The following example involves evaluating a very simple LLM pipeline as classifier to label input data as "Toxic"
or "Not toxic"
.
Step 1: Define your target task
In this case, we are defining a simple evaluation target consisting of an LLM pipeline that classifies text as toxic or non-toxic. We've optionally enabled tracing to capture the inputs and outputs of each step in the pipeline.
To understand how to annotate your code for tracing, please refer to this guide.
- Python
- TypeScript
from langsmith import traceable, wrappers
from openai import Client
openai = wrappers.wrap_openai(Client())
@traceable
def label_text(text):
messages = [
{
"role": "system",
"content": "Please review the user query below and determine if it contains any form of toxic behavior, such as insults, threats, or highly negative comments. Respond with 'Toxic' if it does, and 'Not toxic' if it doesn't.",
},
{"role": "user", "content": text},
]
result = openai.chat.completions.create(
messages=messages, model="gpt-4o-mini", temperature=0
)
return result.choices[0].message.content
import { OpenAI } from "openai";
import { wrapOpenAI } from "langsmith/wrappers";
import { traceable } from "langsmith/traceable";
const client = wrapOpenAI(new OpenAI());
const labelText = traceable(
async (text: string) => {
const result = await client.chat.completions.create({
messages: [
{
role: "system",
content: "Please review the user query below and determine if it contains any form of toxic behavior, such as insults, threats, or highly negative comments. Respond with 'Toxic' if it does, and 'Not toxic' if it doesn't.",
},
{ role: "user", content: text },
],
model: "gpt-4o-mini",
temperature: 0,
});
return result.choices[0].message.content;
},
{ name: "labelText" }
);
Step 2: Create or select a dataset
In this case, we are creating a dataset to evaluate the performance of our LLM application. The dataset contains examples of toxic and non-toxic text.

══════════

PROBLEM SET:
A – Reproduce word for word the passage of the toxicity classifier tutorial from "The following example" to "in the pipeline.".
B – Please decide whether each statement agrees with the toxicity classifier tutorial, answering yes or no and quoting the deciding words.
(i) The model is called with a temperature of 0.
(ii) Tracing is a required part of the pipeline.
(iii) The dataset holds only toxic text.
C – Continue the toxicity classifier tutorial from its final sentence.

[Image-backed grounding data]
══════════

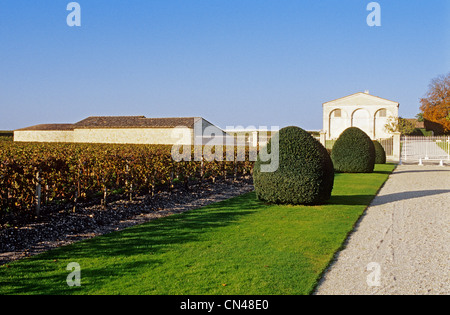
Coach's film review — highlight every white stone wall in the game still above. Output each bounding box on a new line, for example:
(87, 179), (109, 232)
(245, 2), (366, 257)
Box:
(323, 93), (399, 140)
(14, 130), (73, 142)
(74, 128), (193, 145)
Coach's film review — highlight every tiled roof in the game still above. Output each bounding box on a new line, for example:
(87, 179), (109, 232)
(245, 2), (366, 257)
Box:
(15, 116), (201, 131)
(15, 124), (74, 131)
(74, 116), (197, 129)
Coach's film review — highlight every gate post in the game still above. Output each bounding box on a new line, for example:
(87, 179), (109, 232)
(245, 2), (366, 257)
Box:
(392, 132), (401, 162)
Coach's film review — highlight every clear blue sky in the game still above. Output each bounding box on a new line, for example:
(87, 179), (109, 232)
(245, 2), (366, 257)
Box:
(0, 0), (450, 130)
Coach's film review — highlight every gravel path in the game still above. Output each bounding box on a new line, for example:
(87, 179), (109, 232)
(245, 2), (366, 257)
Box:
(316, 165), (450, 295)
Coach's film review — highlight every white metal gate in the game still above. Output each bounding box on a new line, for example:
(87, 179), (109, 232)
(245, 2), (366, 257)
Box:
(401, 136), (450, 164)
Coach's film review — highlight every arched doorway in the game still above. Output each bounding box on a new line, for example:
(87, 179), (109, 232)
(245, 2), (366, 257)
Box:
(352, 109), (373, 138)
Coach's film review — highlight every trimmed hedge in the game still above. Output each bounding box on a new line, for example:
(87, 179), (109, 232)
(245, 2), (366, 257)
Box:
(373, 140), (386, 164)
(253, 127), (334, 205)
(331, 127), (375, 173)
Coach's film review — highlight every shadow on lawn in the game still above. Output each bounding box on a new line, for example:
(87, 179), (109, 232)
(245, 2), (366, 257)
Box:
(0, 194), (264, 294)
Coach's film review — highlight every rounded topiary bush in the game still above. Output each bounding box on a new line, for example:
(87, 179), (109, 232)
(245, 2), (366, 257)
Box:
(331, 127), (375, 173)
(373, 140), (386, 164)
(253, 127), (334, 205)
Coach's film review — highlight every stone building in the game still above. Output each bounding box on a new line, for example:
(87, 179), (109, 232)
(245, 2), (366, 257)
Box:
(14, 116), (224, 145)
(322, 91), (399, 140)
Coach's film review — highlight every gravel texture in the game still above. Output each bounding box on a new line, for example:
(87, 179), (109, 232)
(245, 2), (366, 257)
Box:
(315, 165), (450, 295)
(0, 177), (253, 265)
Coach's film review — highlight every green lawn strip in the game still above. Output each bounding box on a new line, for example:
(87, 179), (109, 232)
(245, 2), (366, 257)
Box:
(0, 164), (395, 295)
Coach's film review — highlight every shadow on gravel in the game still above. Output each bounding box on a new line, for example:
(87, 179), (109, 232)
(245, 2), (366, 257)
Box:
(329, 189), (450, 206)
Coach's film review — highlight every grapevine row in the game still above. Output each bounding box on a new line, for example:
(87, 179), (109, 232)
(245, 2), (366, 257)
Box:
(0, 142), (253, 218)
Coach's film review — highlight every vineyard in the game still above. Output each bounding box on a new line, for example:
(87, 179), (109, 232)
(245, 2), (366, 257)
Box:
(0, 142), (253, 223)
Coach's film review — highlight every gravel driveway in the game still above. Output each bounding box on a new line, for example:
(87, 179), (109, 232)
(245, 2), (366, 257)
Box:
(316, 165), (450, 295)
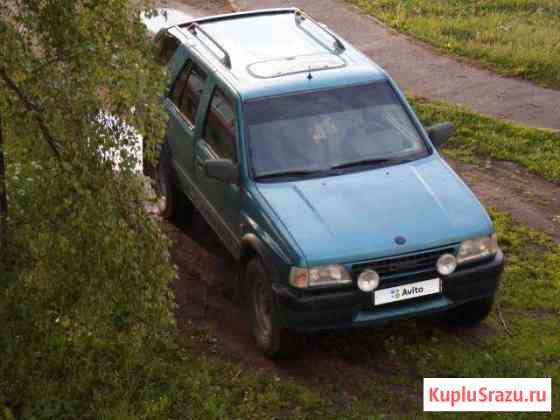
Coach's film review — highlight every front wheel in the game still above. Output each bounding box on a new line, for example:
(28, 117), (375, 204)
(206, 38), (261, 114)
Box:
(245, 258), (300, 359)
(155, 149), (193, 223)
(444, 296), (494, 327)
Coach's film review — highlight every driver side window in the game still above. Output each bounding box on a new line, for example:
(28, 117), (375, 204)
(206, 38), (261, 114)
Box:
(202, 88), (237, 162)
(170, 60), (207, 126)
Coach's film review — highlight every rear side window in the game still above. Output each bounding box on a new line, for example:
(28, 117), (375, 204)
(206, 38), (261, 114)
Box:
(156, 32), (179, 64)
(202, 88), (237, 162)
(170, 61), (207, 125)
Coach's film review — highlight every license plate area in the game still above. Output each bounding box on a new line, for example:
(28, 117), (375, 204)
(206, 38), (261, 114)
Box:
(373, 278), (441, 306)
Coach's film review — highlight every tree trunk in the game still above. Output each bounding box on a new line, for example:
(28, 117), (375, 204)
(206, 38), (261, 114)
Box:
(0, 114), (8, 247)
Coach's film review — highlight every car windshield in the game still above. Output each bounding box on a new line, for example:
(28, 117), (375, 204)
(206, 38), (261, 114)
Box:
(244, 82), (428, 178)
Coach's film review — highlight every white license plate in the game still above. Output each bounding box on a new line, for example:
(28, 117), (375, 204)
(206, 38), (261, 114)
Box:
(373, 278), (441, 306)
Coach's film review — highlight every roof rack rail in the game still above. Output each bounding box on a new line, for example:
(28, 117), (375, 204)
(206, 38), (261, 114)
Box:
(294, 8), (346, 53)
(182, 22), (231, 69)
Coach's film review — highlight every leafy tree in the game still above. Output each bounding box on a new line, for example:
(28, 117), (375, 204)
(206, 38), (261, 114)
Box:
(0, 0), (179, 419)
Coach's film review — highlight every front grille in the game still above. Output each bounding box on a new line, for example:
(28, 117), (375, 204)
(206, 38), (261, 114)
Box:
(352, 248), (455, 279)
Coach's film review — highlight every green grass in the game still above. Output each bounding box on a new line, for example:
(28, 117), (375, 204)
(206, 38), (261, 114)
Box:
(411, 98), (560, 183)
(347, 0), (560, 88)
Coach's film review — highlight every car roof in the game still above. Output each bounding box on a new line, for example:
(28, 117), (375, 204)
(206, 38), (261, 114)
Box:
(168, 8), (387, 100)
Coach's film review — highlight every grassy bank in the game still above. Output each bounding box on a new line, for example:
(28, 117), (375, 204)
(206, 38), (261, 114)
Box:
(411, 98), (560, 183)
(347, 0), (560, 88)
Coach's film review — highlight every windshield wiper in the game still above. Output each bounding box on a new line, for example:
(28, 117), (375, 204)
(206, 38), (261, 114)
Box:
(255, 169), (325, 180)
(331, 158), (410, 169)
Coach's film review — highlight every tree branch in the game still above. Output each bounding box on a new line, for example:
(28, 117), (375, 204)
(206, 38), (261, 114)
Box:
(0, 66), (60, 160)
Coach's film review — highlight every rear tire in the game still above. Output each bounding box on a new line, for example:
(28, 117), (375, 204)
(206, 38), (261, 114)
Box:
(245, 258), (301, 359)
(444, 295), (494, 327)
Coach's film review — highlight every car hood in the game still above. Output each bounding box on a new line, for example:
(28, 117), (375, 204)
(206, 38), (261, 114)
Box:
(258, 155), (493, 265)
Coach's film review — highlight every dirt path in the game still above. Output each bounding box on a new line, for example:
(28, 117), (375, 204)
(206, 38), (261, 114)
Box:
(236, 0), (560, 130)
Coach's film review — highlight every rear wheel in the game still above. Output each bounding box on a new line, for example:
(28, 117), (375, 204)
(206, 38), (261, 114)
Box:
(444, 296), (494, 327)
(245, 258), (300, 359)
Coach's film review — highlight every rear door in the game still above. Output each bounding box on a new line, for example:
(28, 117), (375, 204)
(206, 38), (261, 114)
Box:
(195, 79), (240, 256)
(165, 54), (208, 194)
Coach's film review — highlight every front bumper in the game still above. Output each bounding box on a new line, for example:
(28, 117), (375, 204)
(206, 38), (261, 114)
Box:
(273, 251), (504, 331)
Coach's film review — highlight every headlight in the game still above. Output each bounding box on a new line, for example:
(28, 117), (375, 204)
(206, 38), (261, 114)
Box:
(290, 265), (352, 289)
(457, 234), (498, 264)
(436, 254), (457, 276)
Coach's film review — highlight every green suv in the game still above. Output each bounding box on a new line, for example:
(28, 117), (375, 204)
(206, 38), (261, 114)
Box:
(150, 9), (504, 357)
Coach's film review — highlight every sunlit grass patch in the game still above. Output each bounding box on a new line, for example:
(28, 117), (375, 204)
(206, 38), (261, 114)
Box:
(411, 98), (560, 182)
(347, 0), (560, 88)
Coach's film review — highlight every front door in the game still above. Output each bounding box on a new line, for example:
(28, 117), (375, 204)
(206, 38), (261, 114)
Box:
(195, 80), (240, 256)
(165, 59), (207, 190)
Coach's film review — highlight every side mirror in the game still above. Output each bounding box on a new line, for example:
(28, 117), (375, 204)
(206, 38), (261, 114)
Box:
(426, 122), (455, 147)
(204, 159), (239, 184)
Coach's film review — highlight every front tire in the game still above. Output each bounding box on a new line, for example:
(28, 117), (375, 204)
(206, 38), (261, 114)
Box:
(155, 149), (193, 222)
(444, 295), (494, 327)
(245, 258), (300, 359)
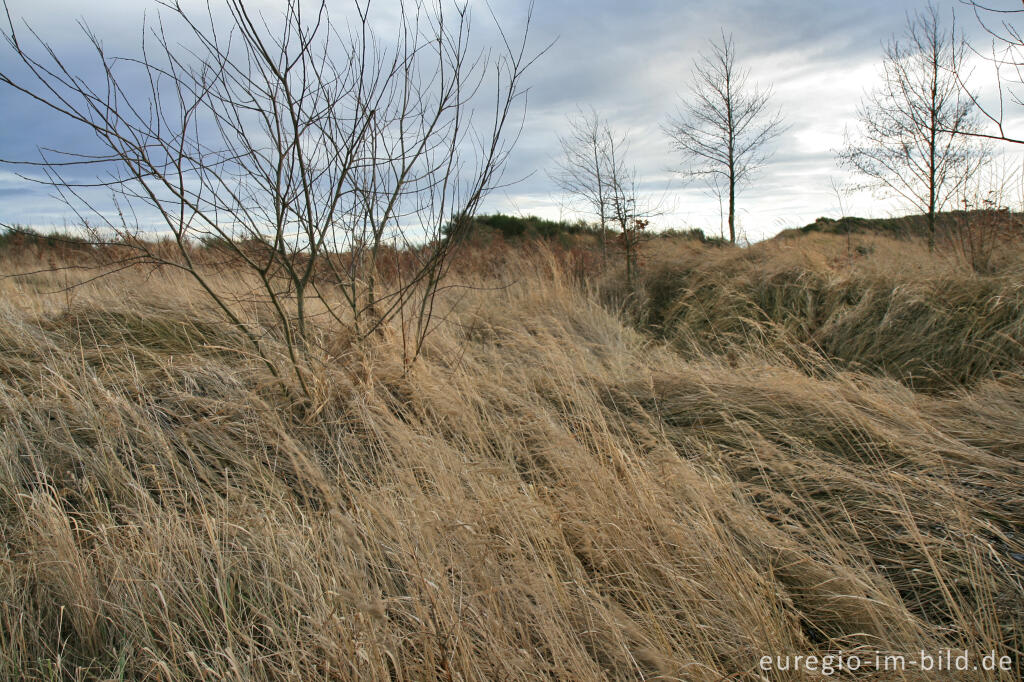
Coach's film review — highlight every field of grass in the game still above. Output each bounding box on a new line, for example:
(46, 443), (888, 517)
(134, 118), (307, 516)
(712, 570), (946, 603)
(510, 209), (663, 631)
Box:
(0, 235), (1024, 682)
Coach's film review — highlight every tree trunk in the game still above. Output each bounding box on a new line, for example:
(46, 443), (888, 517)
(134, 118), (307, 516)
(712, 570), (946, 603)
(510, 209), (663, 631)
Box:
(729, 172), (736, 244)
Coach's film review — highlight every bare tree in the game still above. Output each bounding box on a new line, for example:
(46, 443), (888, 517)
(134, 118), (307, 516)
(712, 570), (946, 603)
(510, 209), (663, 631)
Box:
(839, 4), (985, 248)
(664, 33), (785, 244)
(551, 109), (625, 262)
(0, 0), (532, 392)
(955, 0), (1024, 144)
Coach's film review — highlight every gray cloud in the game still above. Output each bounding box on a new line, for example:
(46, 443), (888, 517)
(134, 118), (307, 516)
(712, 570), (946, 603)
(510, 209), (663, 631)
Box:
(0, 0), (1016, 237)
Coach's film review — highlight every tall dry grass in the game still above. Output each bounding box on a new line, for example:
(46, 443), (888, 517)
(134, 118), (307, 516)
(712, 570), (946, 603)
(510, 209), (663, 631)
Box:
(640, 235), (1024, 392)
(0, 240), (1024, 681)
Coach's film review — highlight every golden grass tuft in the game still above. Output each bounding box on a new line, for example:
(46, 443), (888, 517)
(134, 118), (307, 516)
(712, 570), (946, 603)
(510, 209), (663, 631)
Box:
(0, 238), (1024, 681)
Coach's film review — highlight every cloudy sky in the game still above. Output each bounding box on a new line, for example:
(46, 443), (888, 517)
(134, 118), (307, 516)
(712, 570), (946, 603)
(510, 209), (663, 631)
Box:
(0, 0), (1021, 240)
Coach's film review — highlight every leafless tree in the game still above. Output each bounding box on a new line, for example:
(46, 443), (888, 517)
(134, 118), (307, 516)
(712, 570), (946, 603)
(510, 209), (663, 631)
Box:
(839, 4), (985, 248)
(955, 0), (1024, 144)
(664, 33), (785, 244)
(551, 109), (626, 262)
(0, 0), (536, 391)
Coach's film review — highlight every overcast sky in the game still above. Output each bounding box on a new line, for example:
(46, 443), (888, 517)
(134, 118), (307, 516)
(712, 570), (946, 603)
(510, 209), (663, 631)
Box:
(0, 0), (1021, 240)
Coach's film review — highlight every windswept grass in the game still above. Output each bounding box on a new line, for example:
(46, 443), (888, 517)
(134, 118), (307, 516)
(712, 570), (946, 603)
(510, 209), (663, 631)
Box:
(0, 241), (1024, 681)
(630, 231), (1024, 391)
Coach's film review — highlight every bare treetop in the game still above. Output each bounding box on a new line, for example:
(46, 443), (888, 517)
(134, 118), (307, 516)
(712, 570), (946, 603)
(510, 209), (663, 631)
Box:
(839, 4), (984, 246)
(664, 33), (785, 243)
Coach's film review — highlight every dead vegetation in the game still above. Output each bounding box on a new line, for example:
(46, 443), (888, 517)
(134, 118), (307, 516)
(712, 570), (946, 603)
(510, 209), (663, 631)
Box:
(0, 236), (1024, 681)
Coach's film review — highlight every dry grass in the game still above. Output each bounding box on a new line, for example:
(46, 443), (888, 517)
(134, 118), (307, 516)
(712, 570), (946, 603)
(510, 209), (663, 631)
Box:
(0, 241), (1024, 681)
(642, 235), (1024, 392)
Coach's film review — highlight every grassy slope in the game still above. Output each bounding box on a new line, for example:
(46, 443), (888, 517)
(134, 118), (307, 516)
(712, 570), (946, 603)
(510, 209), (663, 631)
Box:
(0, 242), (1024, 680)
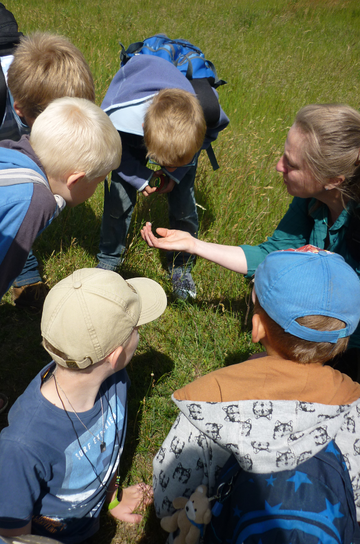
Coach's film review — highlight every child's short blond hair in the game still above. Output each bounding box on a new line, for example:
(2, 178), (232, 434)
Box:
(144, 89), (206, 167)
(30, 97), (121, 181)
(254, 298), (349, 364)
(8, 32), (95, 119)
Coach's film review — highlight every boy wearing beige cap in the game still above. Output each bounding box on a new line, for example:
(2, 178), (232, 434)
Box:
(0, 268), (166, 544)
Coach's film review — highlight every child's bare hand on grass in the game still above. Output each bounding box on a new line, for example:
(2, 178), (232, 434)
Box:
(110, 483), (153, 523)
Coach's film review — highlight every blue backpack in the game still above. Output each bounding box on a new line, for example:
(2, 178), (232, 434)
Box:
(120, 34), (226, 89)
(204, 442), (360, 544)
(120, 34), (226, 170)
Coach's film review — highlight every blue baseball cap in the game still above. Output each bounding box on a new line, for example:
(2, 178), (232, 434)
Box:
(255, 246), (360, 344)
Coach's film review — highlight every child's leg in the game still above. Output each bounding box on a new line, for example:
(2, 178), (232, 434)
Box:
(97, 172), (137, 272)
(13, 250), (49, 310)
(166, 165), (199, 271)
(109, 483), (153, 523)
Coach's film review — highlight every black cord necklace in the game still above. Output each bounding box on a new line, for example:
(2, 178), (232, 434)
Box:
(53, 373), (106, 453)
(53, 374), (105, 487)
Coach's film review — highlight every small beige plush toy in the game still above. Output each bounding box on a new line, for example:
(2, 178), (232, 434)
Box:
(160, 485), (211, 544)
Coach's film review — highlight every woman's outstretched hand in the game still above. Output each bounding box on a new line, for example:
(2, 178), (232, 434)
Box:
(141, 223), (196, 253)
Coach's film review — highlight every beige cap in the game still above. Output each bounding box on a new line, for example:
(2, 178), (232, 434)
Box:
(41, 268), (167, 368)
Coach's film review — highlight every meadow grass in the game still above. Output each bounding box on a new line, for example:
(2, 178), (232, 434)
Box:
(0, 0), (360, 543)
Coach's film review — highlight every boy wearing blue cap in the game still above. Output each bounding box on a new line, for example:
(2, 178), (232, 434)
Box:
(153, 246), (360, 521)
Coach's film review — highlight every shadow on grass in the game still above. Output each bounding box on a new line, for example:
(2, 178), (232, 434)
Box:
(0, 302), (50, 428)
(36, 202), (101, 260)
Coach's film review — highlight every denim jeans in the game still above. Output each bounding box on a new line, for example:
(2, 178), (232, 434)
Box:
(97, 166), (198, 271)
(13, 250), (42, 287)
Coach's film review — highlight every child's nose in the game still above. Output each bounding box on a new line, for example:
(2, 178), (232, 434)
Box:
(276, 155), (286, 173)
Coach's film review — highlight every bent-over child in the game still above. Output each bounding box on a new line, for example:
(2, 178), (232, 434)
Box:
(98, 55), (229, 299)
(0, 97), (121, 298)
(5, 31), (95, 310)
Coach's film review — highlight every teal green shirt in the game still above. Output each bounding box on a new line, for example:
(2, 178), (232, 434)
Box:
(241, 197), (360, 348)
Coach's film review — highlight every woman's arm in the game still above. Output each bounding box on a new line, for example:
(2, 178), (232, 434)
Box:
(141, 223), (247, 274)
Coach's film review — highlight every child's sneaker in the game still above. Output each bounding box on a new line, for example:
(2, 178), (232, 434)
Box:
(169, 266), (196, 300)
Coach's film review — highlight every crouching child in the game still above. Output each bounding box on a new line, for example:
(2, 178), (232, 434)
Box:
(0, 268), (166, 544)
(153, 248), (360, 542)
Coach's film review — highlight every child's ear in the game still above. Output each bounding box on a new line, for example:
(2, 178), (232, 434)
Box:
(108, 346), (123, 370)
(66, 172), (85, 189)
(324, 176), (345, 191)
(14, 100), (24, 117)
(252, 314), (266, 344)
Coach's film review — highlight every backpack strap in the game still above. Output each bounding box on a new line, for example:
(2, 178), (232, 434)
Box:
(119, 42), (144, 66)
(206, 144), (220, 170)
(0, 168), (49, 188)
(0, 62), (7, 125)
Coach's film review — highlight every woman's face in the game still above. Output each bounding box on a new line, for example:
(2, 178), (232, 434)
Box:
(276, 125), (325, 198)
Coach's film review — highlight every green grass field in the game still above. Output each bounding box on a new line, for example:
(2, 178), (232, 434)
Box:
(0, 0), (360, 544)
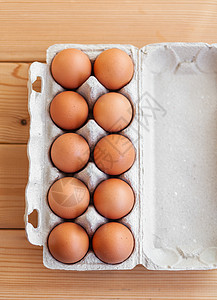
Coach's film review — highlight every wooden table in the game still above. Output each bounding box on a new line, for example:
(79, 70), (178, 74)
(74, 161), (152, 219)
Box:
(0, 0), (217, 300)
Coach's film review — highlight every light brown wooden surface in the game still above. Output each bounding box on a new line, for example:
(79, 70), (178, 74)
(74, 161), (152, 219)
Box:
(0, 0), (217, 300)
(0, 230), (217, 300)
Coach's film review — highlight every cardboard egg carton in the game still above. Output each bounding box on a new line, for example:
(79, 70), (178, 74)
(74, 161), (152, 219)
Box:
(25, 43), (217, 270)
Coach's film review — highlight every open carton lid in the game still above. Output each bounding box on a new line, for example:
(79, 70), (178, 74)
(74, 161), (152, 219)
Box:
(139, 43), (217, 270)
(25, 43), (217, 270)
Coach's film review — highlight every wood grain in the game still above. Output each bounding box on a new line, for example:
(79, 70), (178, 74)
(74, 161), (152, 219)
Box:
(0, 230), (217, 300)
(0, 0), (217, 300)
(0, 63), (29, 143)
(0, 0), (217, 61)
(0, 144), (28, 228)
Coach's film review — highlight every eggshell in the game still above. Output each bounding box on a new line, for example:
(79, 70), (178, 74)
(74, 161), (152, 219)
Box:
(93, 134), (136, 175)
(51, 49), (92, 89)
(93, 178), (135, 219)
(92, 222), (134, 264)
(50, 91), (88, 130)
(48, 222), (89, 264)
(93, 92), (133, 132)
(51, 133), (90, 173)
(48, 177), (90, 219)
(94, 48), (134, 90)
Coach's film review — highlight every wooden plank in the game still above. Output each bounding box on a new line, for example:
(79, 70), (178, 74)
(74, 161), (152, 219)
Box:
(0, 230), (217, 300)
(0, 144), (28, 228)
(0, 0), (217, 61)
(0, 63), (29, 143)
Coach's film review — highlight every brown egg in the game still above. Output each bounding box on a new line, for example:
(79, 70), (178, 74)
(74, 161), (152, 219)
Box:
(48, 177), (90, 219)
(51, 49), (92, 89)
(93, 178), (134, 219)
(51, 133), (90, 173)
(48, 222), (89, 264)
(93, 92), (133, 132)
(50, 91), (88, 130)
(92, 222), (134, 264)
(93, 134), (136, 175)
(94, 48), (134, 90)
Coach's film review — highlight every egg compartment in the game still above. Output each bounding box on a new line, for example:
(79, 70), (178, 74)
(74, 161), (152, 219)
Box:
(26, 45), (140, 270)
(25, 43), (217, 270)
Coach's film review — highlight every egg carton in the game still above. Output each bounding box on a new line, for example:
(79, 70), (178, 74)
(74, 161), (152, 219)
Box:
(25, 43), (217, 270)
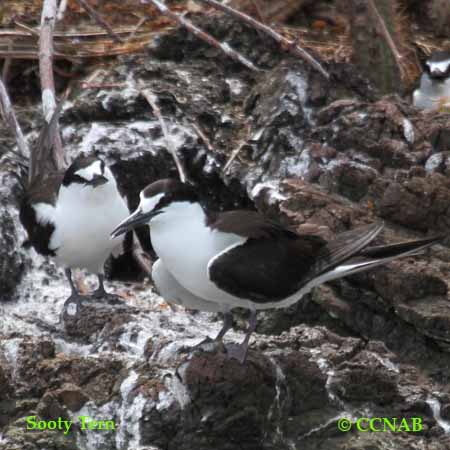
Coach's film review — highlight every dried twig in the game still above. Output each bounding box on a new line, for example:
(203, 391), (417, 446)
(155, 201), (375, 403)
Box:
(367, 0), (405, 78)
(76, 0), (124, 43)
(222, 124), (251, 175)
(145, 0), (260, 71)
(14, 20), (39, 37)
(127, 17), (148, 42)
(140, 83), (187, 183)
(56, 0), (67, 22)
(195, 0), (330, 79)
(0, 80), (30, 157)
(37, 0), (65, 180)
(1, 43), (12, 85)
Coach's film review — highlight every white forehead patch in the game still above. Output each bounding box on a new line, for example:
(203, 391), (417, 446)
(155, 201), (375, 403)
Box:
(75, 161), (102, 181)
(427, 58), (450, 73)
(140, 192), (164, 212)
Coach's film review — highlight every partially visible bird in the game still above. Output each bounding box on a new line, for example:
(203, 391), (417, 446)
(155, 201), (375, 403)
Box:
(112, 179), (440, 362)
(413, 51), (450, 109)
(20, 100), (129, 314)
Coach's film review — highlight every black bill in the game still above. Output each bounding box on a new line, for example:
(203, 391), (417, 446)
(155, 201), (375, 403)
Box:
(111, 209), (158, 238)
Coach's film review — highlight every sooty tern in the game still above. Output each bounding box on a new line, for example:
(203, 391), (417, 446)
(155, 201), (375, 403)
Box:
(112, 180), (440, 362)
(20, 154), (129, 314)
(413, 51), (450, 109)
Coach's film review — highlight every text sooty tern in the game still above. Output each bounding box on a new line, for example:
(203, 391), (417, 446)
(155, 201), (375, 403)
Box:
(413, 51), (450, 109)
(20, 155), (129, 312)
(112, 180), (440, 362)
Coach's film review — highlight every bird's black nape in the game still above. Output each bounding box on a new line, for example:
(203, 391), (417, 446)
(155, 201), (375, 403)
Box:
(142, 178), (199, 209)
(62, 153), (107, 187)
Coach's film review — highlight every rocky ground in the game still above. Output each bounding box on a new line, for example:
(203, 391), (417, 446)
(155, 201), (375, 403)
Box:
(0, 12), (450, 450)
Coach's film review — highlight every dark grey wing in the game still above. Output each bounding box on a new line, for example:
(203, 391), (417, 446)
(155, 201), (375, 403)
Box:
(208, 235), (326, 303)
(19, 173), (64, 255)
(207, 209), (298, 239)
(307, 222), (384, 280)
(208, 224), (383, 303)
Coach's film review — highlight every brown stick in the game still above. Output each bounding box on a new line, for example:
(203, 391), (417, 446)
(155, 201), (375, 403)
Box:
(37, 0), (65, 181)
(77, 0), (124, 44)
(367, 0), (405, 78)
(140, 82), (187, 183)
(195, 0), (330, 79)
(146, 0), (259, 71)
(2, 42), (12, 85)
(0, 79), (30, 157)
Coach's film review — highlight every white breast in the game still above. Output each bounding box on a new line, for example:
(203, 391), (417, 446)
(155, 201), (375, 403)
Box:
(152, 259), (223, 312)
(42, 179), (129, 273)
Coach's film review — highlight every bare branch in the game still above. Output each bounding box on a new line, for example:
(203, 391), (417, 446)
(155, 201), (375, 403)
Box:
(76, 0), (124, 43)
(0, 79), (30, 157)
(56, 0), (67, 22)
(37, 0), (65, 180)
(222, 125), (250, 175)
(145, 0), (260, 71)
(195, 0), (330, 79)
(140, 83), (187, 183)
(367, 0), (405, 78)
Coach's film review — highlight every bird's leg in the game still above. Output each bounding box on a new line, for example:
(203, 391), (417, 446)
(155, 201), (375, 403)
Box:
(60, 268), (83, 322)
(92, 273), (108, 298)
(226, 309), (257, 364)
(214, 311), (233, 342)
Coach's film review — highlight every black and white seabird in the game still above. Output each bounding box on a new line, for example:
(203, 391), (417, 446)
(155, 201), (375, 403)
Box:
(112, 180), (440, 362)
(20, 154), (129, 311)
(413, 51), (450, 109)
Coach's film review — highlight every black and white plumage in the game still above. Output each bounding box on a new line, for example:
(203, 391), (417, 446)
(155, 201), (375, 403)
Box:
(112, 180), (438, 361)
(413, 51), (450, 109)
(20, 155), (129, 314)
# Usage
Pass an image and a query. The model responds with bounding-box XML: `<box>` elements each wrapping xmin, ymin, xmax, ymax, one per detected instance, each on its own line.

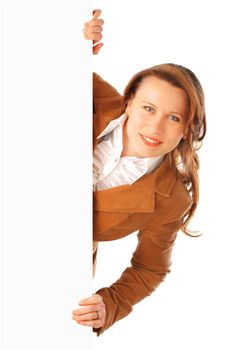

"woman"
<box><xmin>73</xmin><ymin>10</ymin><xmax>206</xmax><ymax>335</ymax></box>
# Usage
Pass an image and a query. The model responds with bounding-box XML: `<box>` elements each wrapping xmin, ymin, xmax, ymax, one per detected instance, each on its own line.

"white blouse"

══════════

YOUR WRITTEN ANSWERS:
A –
The following example involves evaluating a very simple LLM pipeline as classifier to label input data as "Toxic"
or "Not toxic"
.
Step 1: Define your target task
In this case, we are defining a simple evaluation target consisting of an LLM pipeline that classifies text as toxic or non-toxic. We've optionally enabled tracing to capture the inputs and outputs of each step in the pipeline.

B –
(i) Yes: "temperature=0"
(ii) No: "We've optionally enabled tracing to capture the inputs and outputs of each step in the pipeline."
(iii) No: "The dataset contains examples of toxic and non-toxic text."

C –
Each Example
in the dataset contains three dictionaries / objects:
outputs
: The reference labels or other context found in your datasetinputs
: The inputs to your pipelinemetadata
: Any other metadata you have stored in that example within the dataset
These dictionaries / objects can have arbitrary keys and values, but the keys must be consistent across all examples in the dataset. The values in the examples can also take any form, such as strings, numbers, lists, or dictionaries, but for this example, we are simply using strings.
- Python
- TypeScript
from langsmith import Client
client = Client()
# Create a dataset
examples = [
("Shut up, idiot", "Toxic"),
("You're a wonderful person", "Not toxic"),
("This is the worst thing ever", "Toxic"),
("I had a great day today", "Not toxic"),
("Nobody likes you", "Toxic"),
("This is unacceptable. I want to speak to the manager.", "Not toxic"),
]
dataset_name = "Toxic Queries"
dataset = client.create_dataset(dataset_name=dataset_name)
inputs, outputs = zip(
*[({"text": text}, {"label": label}) for text, label in examples]
)
client.create_examples(inputs=inputs, outputs=outputs, dataset_id=dataset.id)
import { Client } from "langsmith";
const langsmith = new Client();
// create a dataset
const toxicExamples = [
["Shut up, idiot", "Toxic"],
["You're a wonderful person", "Not toxic"],
["This is the worst thing ever", "Toxic"],
["I had a great day today", "Not toxic"],
["Nobody likes you", "Toxic"],
["This is unacceptable. I want to speak to the manager.", "Not toxic"],
];
const [inputs, outputs] = toxicExamples.reduce<
[Array<{ input: string }>, Array<{ outputs: string }>]
>(
([inputs, outputs], item) => [
[...inputs, { input: item[0] }],
[...outputs, { outputs: item[1] }],
],
[[], []]
);
const datasetName = "Toxic Queries";
const toxicDataset = await langsmith.createDataset(datasetName);
await langsmith.createExamples({ inputs, outputs, datasetId: toxicDataset.id });
Step 3. Configure evaluators to score the outputs
In this case, we are using a dead-simple evaluator that compares the output of our LLM pipeline to the expected output in the dataset. Writing evaluators is discussed in more detail in the following section.
- Python
- TypeScript
from langsmith.schemas import Example, Run
def correct_label(root_run: Run, example: Example) -> dict:
score = root_run.outputs.get("output") == example.outputs.get("label")
return {"score": int(score), "key": "correct_label"}
import type { EvaluationResult } from "langsmith/evaluation";
import type { Run, Example } from "langsmith/schemas";
// Row-level evaluator
function correctLabel(rootRun: Run, example: Example): EvaluationResult {
const score = rootRun.outputs?.outputs === example.outputs?.output;
return { key: "correct_label", score };
}
Step 4. Run the evaluation and view the results
You can use the evaluate
method in Python and TypeScript to run an evaluation.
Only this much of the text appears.